SOURCE TEXT:
┌──

Created a map to keep exit blocks for each loop.

Thanks. LGTM

llvm/lib/CodeGen/MachineLICM.cpp
134–135	Yeah - That was what I was aiming to capture. The ExitBlocks is outside the loop, but one of it's predecessors is inside.

This revision is now accepted and ready to land.Sep 14 2023, 9:00 AM

dmgreen accepted this revision.Sep 14 2023, 9:00 AM

In D154205#4646027, @dmgreen wrote:

Thanks. LGTM

Thanks for review.
Let me push this patch.
If @nikic or other people want to change this patch more, please let me know.

Harbormaster completed remote builds in B257231: Diff 556789.Sep 14 2023, 9:58 AM

Closed by commit rG5ec9699c4d1f: [MachineLICM] Handle Subloops (authored by jaykang10). · Explain WhySep 14 2023, 10:08 AM

This revision was automatically updated to reflect the committed changes.

jaykang10 added a commit: rG5ec9699c4d1f: [MachineLICM] Handle Subloops.

bkramer added a reverting change: rG3454cf67bd0a: Revert "[MachineLICM] Handle Subloops".Sep 15 2023, 4:26 AM

bkramer added a subscriber: bkramer.Sep 15 2023, 4:27 AM

bkramer added inline comments.

llvm/lib/CodeGen/MachineLICM.cpp
806–807	When MI is hoisted the pointer is no longer valid. I'm seeing use after frees with asan after this change, so reverted in 3454cf6

jaykang10 added inline comments.Sep 15 2023, 5:59 AM

llvm/lib/CodeGen/MachineLICM.cpp
806–807	Ah, I am so sorry... Let me check it again. Thanks for reverting the commit.

jaykang10 added inline comments.Sep 15 2023, 9:15 AM

llvm/lib/CodeGen/MachineLICM.cpp
806–807	It seems I need to check the MI is erased because CSE can be erased. @bkramer If possible, can you let me know how I can reproduce the case you saw with asan please?

Checked MI erased ahead of update register pressure because CSE can be removed after hoisting it.

I think it would still be invalid to access MI.getParent if MI has been erased. It would be a use after delete. From looking at the old logic it appeared to run UpdateRegPressure only if Hoist was false. Can we do the same thing here?

In D154205#4647254, @dmgreen wrote:

I think it would still be invalid to access MI.getParent if MI has been erased. It would be a use after delete.

You are right. I was confused with remove which sets its parent nullptr... I am not sure how we can check the erased MI...

From looking at the old logic it appeared to run UpdateRegPressure only if Hoist was false. Can we do the same thing here?

I am not sure why the original code did not update the register pressure with the hoisted loop invariant code... I think this pass needs to update the register pressure with the loop invariant code, which is hoisted to preheader, because preheader dominates the blocks in the loop and the invariant code makes a live out of preheader. I could miss something...

└──

EXERCISE DETAILS:
In the review thread, what did bkramer report seeing with asan after the change? You can set the material aside; it isn't needed.

EXCERPTED RECORDS:

┌──

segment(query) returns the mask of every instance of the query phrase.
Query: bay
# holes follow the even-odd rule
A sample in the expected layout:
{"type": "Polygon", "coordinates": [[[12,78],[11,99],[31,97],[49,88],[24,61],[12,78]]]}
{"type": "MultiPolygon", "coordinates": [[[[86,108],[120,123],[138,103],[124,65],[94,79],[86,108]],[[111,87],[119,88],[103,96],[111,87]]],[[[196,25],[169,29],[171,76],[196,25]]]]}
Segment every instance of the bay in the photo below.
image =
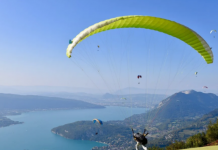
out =
{"type": "Polygon", "coordinates": [[[0,150],[91,150],[94,146],[104,144],[66,139],[53,134],[51,129],[76,121],[91,121],[93,118],[102,121],[123,120],[145,111],[145,108],[108,106],[104,109],[35,111],[7,116],[24,123],[0,128],[0,150]]]}

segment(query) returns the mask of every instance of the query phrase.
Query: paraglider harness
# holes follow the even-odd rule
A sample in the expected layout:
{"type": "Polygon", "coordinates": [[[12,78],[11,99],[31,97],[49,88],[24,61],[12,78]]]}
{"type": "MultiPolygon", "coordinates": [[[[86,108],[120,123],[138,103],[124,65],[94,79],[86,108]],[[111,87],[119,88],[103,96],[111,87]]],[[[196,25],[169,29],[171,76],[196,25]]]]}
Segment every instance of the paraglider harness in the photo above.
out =
{"type": "Polygon", "coordinates": [[[148,143],[147,138],[145,138],[145,137],[148,135],[148,133],[145,134],[145,132],[146,132],[146,129],[144,129],[144,133],[143,133],[143,134],[134,133],[134,131],[133,131],[133,129],[132,129],[132,133],[133,133],[133,138],[134,138],[134,140],[135,140],[136,142],[139,142],[140,144],[142,144],[142,145],[144,145],[144,146],[148,143]]]}

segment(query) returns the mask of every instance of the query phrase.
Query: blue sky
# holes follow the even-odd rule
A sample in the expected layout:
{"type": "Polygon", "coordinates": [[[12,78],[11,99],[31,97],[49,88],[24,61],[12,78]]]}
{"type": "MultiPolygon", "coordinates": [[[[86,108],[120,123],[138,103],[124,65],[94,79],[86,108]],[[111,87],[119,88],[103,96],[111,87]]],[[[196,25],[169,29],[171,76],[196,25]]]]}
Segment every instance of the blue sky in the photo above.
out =
{"type": "MultiPolygon", "coordinates": [[[[180,90],[202,90],[202,86],[207,85],[212,92],[216,92],[216,90],[218,90],[218,61],[216,59],[218,57],[218,36],[217,38],[213,38],[209,32],[212,29],[218,29],[217,4],[218,1],[216,0],[2,0],[0,2],[0,86],[96,88],[97,85],[99,89],[102,89],[108,84],[110,88],[105,88],[108,92],[112,91],[112,89],[117,90],[119,86],[122,88],[128,86],[145,88],[146,86],[150,86],[152,89],[164,89],[170,84],[170,82],[168,82],[167,85],[161,82],[166,78],[162,76],[162,74],[167,76],[164,71],[162,71],[163,73],[161,72],[161,77],[158,77],[159,73],[157,72],[155,79],[152,78],[155,73],[150,73],[150,76],[148,76],[149,79],[145,80],[145,78],[143,78],[144,83],[152,81],[149,85],[143,83],[137,85],[138,80],[132,78],[139,74],[138,70],[143,68],[143,66],[138,68],[138,65],[135,65],[133,60],[131,64],[133,68],[132,71],[125,71],[125,67],[120,65],[115,70],[119,70],[120,67],[123,67],[123,69],[114,73],[113,75],[115,77],[110,78],[110,69],[106,65],[104,58],[96,53],[96,56],[99,55],[99,68],[103,68],[102,78],[99,74],[96,75],[96,70],[91,70],[92,65],[84,65],[82,67],[86,71],[84,74],[81,68],[72,63],[65,55],[68,40],[73,39],[80,31],[94,23],[117,16],[149,15],[173,20],[186,25],[199,33],[208,44],[213,47],[214,63],[208,66],[202,62],[200,55],[195,52],[191,54],[193,57],[195,57],[195,55],[199,57],[199,60],[197,59],[195,63],[204,64],[202,68],[200,67],[201,72],[199,72],[199,76],[197,77],[198,80],[193,81],[192,75],[189,75],[189,72],[187,72],[188,75],[178,76],[178,80],[175,81],[175,85],[171,88],[180,90]],[[130,75],[127,76],[127,72],[129,72],[130,75]],[[132,72],[134,72],[134,74],[131,74],[132,72]],[[86,74],[88,74],[89,77],[87,77],[86,74]],[[117,76],[121,76],[125,80],[121,81],[119,79],[119,83],[112,81],[117,80],[119,78],[117,76]],[[125,82],[129,81],[128,78],[131,80],[130,84],[125,84],[125,82]],[[185,79],[183,80],[183,78],[185,79]],[[106,80],[106,83],[104,80],[106,80]],[[157,82],[157,80],[159,81],[157,82]],[[122,82],[122,84],[120,84],[120,82],[122,82]],[[113,87],[116,83],[120,85],[113,87]]],[[[153,34],[150,31],[147,33],[149,35],[153,34]]],[[[112,42],[111,45],[113,49],[116,50],[116,48],[119,47],[119,42],[115,42],[116,38],[111,39],[111,37],[116,34],[116,31],[112,31],[111,33],[102,33],[99,36],[93,36],[78,45],[78,49],[82,49],[84,46],[95,49],[94,46],[98,44],[96,41],[103,39],[104,41],[109,41],[105,44],[109,45],[108,47],[110,47],[110,42],[112,42]],[[109,40],[104,39],[105,37],[109,38],[109,40]]],[[[119,38],[127,40],[127,37],[122,37],[122,34],[130,34],[131,37],[139,39],[143,36],[140,34],[140,30],[119,32],[119,38]]],[[[162,34],[154,34],[156,34],[155,36],[159,39],[152,39],[151,36],[146,38],[149,38],[147,40],[151,41],[151,45],[158,49],[158,46],[155,45],[158,45],[156,44],[158,42],[161,43],[162,34]]],[[[168,38],[168,36],[166,37],[168,38]]],[[[162,38],[166,37],[163,36],[162,38]]],[[[169,41],[170,40],[176,41],[173,38],[169,38],[169,41]]],[[[103,44],[101,43],[101,45],[103,44]]],[[[143,45],[134,45],[134,43],[131,46],[132,49],[136,47],[140,49],[143,47],[143,45]]],[[[178,42],[178,45],[174,46],[175,47],[172,48],[181,49],[184,44],[178,42]]],[[[131,49],[129,46],[128,48],[131,49]]],[[[75,56],[81,54],[82,52],[75,54],[75,56]]],[[[148,50],[145,54],[148,54],[148,50]]],[[[120,57],[118,57],[120,55],[122,56],[121,52],[113,55],[115,56],[115,60],[111,60],[113,65],[118,66],[116,63],[120,60],[120,57]]],[[[139,60],[144,60],[141,58],[141,55],[141,52],[128,54],[129,57],[132,57],[131,59],[138,60],[140,58],[139,60]]],[[[157,59],[159,64],[162,64],[164,61],[163,55],[159,56],[156,52],[153,53],[153,55],[157,55],[155,59],[157,59]]],[[[189,53],[187,53],[187,55],[189,55],[189,53]]],[[[179,56],[181,55],[178,54],[176,57],[180,58],[179,56]]],[[[127,56],[124,59],[126,58],[127,56]]],[[[153,58],[154,57],[151,55],[150,63],[154,62],[151,60],[153,58]]],[[[139,63],[138,61],[136,62],[139,63]]],[[[141,63],[142,62],[140,62],[140,64],[141,63]]],[[[168,63],[169,62],[166,64],[168,63]]],[[[175,65],[178,63],[175,63],[175,65]]],[[[152,68],[153,67],[155,67],[155,65],[152,66],[152,68]]],[[[176,66],[174,68],[174,72],[176,72],[176,66]]],[[[163,69],[163,67],[159,66],[157,69],[163,69]]],[[[172,70],[173,69],[171,69],[171,71],[172,70]]],[[[144,69],[144,72],[141,71],[143,76],[145,76],[146,72],[148,72],[146,69],[144,69]]],[[[195,71],[193,70],[193,72],[195,71]]],[[[172,77],[168,76],[167,78],[173,78],[173,76],[174,74],[172,74],[172,77]]]]}

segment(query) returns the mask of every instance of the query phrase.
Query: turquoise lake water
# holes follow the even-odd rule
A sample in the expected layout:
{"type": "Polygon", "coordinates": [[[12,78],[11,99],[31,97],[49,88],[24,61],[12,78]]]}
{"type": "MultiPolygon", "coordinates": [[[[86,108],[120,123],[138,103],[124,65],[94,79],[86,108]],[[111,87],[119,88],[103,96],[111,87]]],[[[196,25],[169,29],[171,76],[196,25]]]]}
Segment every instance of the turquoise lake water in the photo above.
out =
{"type": "Polygon", "coordinates": [[[91,121],[93,118],[123,120],[132,114],[144,112],[145,108],[110,106],[105,109],[36,111],[8,116],[24,123],[0,128],[0,150],[91,150],[104,144],[65,139],[53,134],[51,129],[75,121],[91,121]]]}

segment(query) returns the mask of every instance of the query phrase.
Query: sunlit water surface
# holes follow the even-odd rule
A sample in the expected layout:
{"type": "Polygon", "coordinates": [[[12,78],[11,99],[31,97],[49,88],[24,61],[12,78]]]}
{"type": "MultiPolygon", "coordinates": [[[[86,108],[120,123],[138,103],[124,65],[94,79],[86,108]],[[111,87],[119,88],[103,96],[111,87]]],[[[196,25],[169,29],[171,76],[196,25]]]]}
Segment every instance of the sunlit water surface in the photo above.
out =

└──

RESULT OF THE TASK:
Use after frees.